▸ Work to complete: Update the stretch of the records below from the line containing "Target = striped sleeve" through the line containing "[(1291, 425)]" by changing "black jacket" to "navy jacket" and leaving all else as it is. Return only those lines.

───── Listed records ─────

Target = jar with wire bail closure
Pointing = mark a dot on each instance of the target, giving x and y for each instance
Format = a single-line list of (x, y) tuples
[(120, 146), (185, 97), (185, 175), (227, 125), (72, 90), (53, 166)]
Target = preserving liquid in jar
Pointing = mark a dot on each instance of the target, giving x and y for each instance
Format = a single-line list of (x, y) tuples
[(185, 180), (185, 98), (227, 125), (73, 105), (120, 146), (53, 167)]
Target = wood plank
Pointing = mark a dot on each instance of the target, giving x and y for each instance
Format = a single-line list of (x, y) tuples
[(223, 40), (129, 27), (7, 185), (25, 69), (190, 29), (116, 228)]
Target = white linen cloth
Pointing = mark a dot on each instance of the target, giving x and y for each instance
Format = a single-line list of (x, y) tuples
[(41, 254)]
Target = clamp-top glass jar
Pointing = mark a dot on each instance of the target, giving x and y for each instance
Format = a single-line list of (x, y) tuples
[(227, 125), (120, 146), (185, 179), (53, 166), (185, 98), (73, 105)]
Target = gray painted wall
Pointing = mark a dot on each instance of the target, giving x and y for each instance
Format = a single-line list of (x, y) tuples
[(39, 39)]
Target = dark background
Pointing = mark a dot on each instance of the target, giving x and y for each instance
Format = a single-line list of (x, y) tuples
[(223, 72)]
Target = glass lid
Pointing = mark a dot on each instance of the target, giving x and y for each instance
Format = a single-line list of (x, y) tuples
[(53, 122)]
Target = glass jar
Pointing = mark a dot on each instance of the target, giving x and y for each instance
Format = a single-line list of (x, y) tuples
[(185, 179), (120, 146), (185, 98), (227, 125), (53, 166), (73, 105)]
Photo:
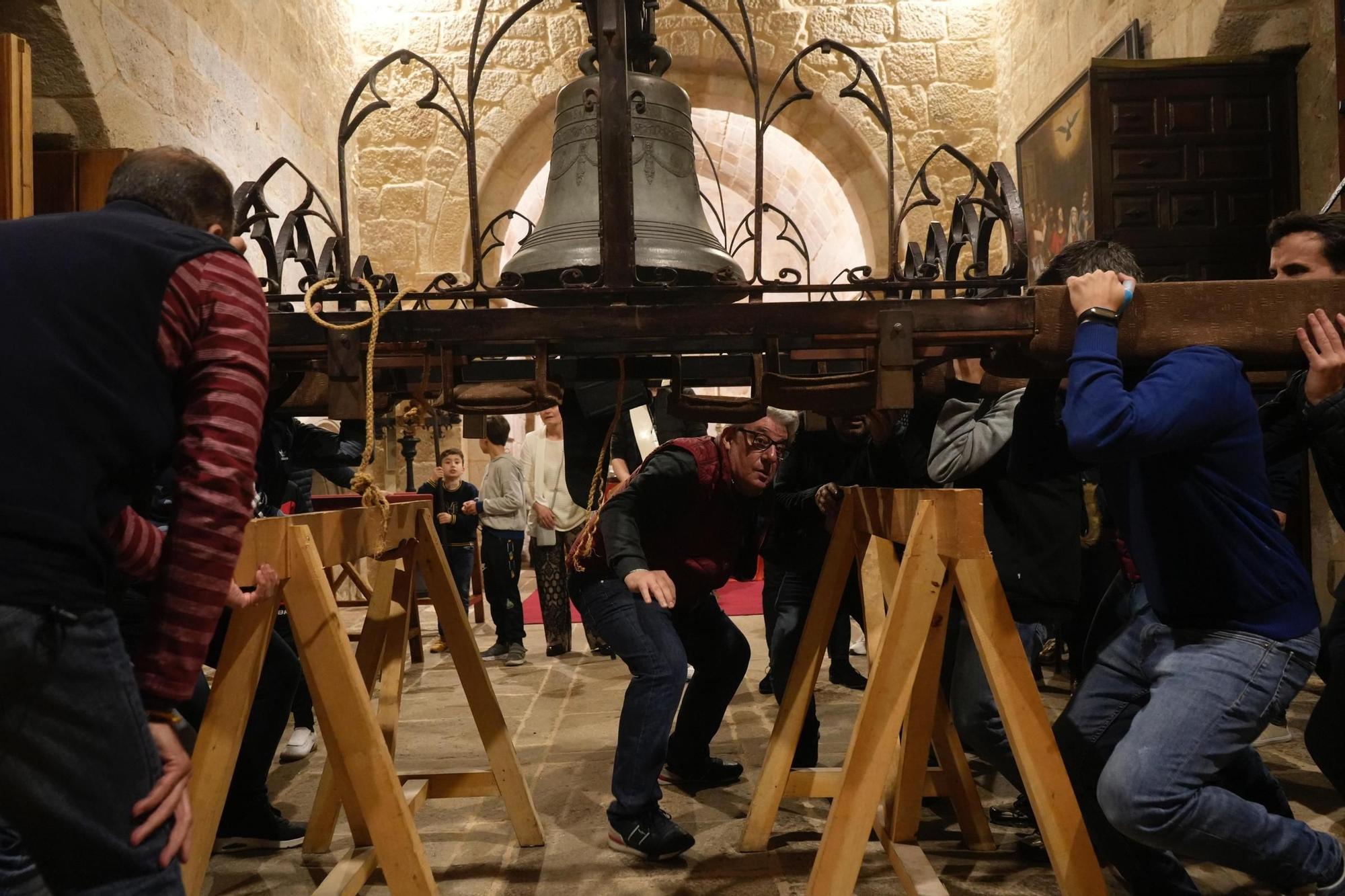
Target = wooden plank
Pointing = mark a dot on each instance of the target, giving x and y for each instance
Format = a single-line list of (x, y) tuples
[(457, 784), (1030, 733), (477, 685), (369, 780), (223, 731), (338, 536), (794, 705), (15, 128), (1253, 319), (882, 710), (322, 819), (890, 513)]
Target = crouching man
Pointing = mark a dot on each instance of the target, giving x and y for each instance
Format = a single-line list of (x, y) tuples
[(691, 517)]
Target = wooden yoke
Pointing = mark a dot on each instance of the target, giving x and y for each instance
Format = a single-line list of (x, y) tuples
[(360, 772), (902, 713)]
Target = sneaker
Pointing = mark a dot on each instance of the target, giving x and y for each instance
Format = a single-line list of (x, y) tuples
[(268, 831), (848, 677), (1274, 735), (1016, 814), (301, 744), (652, 836), (712, 772)]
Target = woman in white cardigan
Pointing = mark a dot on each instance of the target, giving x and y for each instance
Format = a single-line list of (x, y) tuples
[(553, 522)]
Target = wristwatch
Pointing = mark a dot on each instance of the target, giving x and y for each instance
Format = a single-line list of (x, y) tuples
[(181, 727), (1102, 315)]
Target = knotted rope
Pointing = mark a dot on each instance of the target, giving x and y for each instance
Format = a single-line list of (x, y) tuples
[(364, 485), (584, 541)]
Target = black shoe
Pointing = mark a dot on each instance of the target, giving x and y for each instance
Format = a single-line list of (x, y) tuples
[(712, 772), (652, 836), (1016, 814), (1032, 848), (848, 677), (267, 830)]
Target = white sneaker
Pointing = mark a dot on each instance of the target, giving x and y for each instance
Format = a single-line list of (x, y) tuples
[(1274, 735), (301, 744)]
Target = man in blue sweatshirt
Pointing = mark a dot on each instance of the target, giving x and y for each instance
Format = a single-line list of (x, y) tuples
[(1230, 635)]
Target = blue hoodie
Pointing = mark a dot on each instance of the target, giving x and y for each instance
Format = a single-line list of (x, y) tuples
[(1186, 474)]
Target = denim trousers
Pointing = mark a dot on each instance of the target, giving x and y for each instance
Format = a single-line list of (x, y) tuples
[(656, 645), (973, 704), (1151, 737), (461, 568), (502, 559), (76, 755), (792, 611)]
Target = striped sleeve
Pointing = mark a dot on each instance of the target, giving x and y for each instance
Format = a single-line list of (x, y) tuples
[(213, 337)]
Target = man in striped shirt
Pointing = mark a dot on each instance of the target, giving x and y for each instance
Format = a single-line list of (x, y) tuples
[(137, 341)]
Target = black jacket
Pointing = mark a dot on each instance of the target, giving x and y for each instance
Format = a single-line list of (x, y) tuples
[(1291, 425)]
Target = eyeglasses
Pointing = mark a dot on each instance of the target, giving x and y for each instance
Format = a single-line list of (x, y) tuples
[(761, 443)]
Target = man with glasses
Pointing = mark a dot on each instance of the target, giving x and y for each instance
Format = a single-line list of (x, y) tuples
[(688, 520)]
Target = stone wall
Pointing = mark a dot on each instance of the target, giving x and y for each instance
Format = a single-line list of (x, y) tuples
[(243, 83), (934, 60), (1047, 44)]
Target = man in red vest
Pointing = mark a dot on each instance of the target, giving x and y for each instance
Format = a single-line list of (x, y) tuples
[(691, 517)]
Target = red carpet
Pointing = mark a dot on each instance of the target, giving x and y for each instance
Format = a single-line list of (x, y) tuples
[(738, 599)]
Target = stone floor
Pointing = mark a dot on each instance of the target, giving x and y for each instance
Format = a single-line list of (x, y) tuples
[(564, 715)]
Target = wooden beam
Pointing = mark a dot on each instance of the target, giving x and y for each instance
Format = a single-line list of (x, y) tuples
[(15, 128), (1253, 319)]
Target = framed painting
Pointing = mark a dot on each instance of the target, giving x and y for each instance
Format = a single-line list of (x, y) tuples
[(1055, 174)]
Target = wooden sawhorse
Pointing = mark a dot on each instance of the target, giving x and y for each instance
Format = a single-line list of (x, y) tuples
[(360, 771), (902, 713)]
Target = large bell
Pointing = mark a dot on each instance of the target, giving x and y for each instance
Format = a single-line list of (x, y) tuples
[(670, 227)]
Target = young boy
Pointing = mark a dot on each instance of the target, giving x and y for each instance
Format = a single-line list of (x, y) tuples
[(504, 516), (457, 529)]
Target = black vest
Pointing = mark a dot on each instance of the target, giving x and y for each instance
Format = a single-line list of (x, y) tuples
[(92, 412)]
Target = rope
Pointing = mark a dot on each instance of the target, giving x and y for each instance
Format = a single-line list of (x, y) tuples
[(584, 541), (364, 485)]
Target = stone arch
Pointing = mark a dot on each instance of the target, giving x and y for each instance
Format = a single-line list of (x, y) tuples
[(817, 126)]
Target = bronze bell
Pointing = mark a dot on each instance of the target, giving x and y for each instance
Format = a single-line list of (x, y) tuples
[(670, 227)]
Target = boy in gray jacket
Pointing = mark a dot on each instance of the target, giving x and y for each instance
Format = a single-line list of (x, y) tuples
[(504, 518)]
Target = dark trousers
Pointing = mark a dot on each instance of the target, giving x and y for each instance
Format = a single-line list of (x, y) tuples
[(1325, 732), (461, 568), (793, 600), (302, 706), (502, 557), (280, 677), (76, 755), (657, 643)]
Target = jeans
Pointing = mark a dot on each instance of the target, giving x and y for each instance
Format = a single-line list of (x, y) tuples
[(76, 755), (657, 643), (792, 611), (461, 568), (972, 701), (502, 557), (1155, 724)]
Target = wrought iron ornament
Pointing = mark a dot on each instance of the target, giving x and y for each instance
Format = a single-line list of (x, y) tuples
[(630, 64)]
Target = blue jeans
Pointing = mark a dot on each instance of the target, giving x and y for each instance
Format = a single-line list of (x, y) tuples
[(656, 645), (76, 755), (973, 704), (1148, 737)]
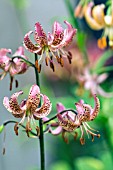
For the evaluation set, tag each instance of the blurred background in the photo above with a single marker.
(17, 18)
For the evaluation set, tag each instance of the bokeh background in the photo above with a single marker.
(16, 18)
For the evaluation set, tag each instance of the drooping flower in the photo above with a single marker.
(13, 67)
(80, 8)
(92, 82)
(69, 122)
(52, 45)
(55, 128)
(29, 108)
(97, 20)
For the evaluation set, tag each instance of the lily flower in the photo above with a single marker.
(52, 45)
(29, 108)
(13, 67)
(69, 122)
(85, 114)
(97, 20)
(92, 82)
(56, 128)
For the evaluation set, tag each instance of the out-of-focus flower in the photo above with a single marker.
(52, 45)
(69, 122)
(13, 67)
(92, 82)
(29, 108)
(97, 20)
(80, 8)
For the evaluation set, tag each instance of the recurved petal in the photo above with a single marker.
(15, 107)
(29, 45)
(90, 20)
(45, 109)
(40, 36)
(96, 109)
(60, 107)
(33, 98)
(68, 34)
(6, 104)
(79, 108)
(58, 33)
(19, 51)
(56, 131)
(4, 51)
(102, 77)
(98, 14)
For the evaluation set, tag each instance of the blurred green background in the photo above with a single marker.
(16, 18)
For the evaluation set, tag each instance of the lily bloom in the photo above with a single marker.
(97, 20)
(29, 108)
(13, 67)
(92, 82)
(55, 128)
(69, 122)
(52, 45)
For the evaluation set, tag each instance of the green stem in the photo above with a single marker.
(26, 61)
(80, 37)
(41, 137)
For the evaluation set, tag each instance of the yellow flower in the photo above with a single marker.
(97, 20)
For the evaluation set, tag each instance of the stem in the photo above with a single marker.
(81, 39)
(41, 137)
(60, 113)
(26, 61)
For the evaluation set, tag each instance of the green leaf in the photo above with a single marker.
(60, 166)
(1, 128)
(89, 163)
(107, 160)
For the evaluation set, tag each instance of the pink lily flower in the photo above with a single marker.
(13, 67)
(29, 108)
(52, 45)
(69, 122)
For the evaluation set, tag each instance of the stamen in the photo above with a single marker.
(64, 137)
(11, 82)
(51, 65)
(16, 83)
(102, 43)
(16, 127)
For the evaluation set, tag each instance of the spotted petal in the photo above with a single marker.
(45, 109)
(90, 20)
(4, 51)
(56, 131)
(4, 60)
(14, 106)
(40, 36)
(34, 98)
(29, 45)
(60, 107)
(58, 34)
(6, 104)
(68, 34)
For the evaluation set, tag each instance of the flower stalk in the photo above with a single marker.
(41, 137)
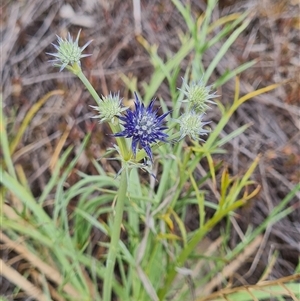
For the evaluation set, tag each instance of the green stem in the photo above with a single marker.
(77, 71)
(115, 236)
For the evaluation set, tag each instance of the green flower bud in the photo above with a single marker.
(198, 95)
(69, 52)
(191, 125)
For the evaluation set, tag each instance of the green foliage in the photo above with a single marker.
(153, 261)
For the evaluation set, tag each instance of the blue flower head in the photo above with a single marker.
(144, 126)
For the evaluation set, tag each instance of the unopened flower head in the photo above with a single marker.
(198, 95)
(191, 125)
(109, 107)
(68, 51)
(144, 126)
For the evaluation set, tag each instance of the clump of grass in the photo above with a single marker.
(159, 255)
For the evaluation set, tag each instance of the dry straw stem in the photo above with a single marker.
(231, 268)
(264, 286)
(51, 273)
(29, 117)
(20, 281)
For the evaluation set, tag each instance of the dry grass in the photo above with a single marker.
(273, 37)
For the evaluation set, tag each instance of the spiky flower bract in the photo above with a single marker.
(69, 52)
(198, 95)
(109, 107)
(144, 126)
(191, 125)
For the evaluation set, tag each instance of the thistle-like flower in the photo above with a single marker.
(68, 51)
(143, 126)
(198, 95)
(191, 125)
(109, 107)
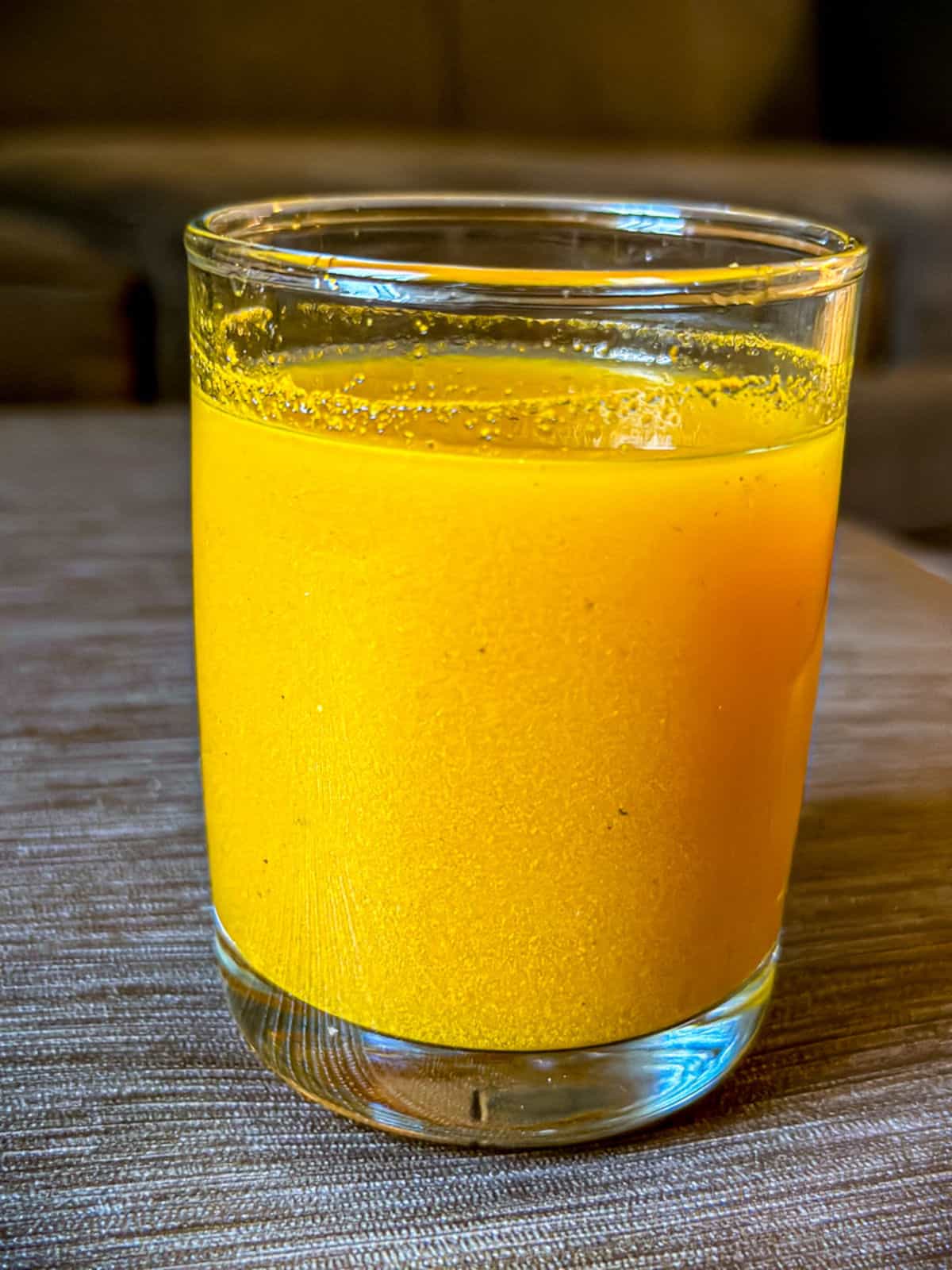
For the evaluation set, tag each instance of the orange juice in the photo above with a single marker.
(507, 668)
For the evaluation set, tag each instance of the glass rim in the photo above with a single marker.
(232, 241)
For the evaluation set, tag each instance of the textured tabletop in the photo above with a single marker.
(136, 1130)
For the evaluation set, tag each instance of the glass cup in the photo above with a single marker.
(513, 522)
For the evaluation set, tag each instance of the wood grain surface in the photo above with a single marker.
(136, 1130)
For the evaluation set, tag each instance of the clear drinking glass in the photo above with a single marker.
(513, 522)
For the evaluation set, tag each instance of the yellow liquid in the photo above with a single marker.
(505, 747)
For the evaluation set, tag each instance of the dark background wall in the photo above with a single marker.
(121, 118)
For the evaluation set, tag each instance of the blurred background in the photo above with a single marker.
(121, 120)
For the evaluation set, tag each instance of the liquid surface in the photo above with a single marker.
(503, 746)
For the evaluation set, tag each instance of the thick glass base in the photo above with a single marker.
(490, 1098)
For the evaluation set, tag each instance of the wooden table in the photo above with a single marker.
(139, 1132)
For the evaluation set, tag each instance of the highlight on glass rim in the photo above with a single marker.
(475, 598)
(513, 522)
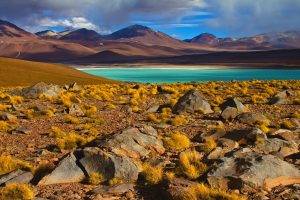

─────

▸ Answer:
Target = striped sleeve
Pointing = mark a dot on each instance of the target, giving x and y for each instance
Format = a single-line list of (x, y) tuples
[(213, 337)]
Target = man in striped shirt
Pointing = mark a dot on each instance of the target, giving x and y for each instance
Format = a single-line list of (x, y) tuples
[(137, 341)]
Target = navy jacket
Pointing = mark a dot on each instance of the target, giving x and y for each instance
Format = a single-line list of (x, y) tuples
[(1291, 425)]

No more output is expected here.